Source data
Segment Open

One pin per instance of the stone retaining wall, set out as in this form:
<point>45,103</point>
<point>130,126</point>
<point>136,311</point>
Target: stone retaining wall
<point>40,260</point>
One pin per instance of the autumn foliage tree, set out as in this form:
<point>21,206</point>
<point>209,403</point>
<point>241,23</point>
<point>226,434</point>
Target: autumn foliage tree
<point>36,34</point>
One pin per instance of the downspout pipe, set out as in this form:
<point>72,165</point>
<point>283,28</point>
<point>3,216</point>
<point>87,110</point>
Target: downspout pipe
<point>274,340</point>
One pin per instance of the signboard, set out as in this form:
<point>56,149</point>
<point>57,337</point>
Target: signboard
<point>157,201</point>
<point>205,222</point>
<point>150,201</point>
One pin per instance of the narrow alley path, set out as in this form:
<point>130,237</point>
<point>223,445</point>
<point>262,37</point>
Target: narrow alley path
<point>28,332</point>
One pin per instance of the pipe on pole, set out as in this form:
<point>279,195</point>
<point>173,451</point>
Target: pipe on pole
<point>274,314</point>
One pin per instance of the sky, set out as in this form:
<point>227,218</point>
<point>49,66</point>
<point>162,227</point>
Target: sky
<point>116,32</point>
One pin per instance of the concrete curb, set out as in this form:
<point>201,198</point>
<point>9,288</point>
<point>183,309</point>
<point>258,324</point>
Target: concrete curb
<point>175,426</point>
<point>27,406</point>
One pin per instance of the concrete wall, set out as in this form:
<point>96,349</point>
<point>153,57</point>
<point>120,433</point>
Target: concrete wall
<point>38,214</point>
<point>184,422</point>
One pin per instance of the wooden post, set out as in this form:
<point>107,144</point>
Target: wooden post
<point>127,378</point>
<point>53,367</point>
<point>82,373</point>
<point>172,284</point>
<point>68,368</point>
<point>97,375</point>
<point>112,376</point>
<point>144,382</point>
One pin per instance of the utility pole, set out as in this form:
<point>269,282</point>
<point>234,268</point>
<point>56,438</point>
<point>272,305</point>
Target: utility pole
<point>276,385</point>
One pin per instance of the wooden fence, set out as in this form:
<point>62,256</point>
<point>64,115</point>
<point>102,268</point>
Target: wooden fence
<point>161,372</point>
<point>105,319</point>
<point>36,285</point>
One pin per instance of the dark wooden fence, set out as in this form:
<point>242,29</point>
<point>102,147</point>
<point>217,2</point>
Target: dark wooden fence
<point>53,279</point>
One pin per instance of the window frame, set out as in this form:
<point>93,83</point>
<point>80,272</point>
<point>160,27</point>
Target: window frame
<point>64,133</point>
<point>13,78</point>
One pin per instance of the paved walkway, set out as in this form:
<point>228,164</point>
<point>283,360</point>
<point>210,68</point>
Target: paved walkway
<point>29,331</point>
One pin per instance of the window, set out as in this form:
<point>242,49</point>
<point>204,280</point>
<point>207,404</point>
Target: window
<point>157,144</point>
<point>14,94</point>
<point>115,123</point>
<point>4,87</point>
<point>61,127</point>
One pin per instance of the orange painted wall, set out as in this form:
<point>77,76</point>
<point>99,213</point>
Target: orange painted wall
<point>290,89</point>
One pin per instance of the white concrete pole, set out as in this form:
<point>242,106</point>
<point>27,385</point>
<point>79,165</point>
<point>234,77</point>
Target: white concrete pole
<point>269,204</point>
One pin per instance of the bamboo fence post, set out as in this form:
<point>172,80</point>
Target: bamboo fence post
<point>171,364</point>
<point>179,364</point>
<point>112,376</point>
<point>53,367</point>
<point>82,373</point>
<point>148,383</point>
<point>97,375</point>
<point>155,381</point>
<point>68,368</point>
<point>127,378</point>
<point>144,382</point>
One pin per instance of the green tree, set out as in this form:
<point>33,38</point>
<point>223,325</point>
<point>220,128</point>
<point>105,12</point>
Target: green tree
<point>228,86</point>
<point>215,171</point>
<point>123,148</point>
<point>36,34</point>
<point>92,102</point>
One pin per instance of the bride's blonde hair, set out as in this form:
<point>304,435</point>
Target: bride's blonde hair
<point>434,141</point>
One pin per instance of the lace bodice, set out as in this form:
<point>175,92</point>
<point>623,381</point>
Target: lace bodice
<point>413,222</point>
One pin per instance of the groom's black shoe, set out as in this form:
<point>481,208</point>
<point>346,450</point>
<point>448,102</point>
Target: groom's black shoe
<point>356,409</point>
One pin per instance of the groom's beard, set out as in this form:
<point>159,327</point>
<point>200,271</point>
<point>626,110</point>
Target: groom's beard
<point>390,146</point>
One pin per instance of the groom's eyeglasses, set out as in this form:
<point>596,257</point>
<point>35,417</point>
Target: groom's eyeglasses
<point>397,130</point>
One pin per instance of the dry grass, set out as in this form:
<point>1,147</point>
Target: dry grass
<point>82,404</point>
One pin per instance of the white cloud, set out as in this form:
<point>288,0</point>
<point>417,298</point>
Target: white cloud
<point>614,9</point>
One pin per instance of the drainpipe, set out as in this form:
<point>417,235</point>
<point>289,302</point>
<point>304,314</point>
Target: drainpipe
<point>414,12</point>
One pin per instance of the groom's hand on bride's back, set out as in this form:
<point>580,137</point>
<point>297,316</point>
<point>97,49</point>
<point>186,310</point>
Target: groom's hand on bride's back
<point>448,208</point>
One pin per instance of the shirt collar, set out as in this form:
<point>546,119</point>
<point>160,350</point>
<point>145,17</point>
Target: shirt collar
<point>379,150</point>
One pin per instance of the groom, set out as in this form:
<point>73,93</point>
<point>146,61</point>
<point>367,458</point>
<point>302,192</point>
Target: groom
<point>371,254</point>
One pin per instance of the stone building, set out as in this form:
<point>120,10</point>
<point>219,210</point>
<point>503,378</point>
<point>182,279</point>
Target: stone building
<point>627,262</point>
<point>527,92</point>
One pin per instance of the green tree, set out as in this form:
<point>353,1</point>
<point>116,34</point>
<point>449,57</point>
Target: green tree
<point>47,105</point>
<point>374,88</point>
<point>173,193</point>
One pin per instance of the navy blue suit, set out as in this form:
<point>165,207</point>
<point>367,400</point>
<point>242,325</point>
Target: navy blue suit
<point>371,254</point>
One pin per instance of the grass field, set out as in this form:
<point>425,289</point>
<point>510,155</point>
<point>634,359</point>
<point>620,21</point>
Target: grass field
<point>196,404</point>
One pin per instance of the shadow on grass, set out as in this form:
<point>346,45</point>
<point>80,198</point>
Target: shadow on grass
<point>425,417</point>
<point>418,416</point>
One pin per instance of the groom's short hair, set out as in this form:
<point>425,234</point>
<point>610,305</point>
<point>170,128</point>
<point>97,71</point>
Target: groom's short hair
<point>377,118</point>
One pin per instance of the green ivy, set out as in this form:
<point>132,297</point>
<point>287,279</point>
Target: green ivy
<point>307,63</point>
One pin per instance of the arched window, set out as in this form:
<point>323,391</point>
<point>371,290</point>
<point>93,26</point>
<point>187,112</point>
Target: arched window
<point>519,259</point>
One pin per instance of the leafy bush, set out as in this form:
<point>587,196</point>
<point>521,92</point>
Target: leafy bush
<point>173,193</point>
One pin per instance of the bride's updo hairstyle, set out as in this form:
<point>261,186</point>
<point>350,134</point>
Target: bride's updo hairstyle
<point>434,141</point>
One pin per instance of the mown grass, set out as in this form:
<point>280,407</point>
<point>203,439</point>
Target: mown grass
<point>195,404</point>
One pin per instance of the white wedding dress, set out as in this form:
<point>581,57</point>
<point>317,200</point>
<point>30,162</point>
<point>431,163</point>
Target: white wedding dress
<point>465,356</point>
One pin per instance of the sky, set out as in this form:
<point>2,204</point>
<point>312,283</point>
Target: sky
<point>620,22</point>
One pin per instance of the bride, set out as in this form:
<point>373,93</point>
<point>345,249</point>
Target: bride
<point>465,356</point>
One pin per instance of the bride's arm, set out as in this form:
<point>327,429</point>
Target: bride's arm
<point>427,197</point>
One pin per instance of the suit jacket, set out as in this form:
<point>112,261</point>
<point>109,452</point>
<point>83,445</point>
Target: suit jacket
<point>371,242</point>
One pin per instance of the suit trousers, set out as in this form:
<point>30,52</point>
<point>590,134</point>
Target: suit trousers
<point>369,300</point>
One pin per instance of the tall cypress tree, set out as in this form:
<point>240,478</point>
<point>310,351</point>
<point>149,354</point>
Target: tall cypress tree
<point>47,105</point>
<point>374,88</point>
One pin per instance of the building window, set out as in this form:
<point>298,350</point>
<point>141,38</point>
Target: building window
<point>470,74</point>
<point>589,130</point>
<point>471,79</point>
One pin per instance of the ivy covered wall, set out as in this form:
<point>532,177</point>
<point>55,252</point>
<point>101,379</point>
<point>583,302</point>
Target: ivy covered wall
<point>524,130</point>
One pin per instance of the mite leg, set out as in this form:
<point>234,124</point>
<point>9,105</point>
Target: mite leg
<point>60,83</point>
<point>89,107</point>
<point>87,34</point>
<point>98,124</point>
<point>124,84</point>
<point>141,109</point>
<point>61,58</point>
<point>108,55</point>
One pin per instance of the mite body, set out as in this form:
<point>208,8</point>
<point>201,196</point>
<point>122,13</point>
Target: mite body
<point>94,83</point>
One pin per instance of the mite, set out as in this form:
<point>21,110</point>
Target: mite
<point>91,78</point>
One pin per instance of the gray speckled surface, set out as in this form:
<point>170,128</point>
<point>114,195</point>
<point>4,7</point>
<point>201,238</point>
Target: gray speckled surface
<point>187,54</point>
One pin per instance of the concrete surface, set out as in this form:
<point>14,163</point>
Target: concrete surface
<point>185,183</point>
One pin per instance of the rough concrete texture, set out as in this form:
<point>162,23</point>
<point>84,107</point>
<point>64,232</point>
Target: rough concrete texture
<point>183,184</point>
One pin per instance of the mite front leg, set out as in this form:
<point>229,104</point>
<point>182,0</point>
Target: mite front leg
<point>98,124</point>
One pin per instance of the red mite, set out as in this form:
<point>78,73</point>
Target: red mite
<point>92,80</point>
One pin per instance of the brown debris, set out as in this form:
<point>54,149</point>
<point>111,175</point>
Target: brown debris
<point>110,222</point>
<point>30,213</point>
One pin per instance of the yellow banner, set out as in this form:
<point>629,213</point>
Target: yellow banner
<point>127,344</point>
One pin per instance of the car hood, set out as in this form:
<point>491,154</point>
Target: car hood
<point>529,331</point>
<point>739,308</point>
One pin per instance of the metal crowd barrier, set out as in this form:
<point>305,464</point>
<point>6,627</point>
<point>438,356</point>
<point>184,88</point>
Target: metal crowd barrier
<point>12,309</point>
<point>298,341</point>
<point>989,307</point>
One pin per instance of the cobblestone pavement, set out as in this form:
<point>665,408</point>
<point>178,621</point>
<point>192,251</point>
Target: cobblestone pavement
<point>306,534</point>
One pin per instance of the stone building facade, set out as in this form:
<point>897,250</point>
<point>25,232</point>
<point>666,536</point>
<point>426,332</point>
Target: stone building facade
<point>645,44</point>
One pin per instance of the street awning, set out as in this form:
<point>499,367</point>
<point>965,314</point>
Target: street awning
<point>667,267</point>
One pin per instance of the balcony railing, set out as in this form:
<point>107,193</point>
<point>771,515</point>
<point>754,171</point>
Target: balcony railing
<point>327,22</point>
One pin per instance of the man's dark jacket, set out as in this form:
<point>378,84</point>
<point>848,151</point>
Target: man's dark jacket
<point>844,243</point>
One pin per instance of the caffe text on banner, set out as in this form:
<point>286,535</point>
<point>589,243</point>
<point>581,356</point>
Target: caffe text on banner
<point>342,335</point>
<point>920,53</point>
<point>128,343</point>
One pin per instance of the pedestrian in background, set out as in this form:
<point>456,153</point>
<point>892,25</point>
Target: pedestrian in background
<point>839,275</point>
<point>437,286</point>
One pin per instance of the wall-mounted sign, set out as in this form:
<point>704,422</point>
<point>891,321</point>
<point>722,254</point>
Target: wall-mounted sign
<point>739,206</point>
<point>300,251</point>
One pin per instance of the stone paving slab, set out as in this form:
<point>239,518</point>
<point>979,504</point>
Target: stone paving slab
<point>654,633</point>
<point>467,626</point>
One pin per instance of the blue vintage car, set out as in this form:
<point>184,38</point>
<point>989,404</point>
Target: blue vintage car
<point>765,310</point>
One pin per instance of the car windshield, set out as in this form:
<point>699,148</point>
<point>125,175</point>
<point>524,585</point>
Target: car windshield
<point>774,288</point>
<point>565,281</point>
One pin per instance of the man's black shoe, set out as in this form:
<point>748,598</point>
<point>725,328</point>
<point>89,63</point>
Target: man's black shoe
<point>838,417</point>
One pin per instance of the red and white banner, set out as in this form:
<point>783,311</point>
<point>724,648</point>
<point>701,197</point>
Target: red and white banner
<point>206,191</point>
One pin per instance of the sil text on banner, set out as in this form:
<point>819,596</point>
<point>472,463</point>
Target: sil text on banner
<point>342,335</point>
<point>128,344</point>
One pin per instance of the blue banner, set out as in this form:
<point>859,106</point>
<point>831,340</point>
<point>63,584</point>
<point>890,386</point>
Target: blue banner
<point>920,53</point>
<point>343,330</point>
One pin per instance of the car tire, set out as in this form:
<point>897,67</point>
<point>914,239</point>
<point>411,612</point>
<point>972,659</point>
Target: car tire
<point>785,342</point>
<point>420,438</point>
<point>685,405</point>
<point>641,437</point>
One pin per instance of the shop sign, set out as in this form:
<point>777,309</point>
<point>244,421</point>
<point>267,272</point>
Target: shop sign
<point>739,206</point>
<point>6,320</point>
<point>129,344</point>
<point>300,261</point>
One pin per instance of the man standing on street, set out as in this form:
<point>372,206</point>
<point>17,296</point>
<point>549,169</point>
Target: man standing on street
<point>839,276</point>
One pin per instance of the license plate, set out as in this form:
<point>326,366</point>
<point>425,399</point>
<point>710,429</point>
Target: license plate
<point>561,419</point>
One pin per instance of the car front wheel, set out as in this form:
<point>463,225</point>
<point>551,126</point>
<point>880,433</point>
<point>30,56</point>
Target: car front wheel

Segment Closed

Assigned task:
The required output is every line above from the one with "<point>89,63</point>" down to the one with "<point>890,386</point>", restated word for word, ends included.

Response box:
<point>89,63</point>
Target: man's black shoe
<point>838,417</point>
One pin per instance of the red and white banner, set out as in this form:
<point>783,311</point>
<point>724,648</point>
<point>701,197</point>
Target: red and white banner
<point>206,191</point>
One pin per instance of the sil text on banner, set out as in this form:
<point>819,596</point>
<point>472,463</point>
Target: sil text on banner
<point>342,335</point>
<point>128,344</point>
One pin per instance of the blue banner, set out as in this form:
<point>859,106</point>
<point>831,340</point>
<point>63,584</point>
<point>890,386</point>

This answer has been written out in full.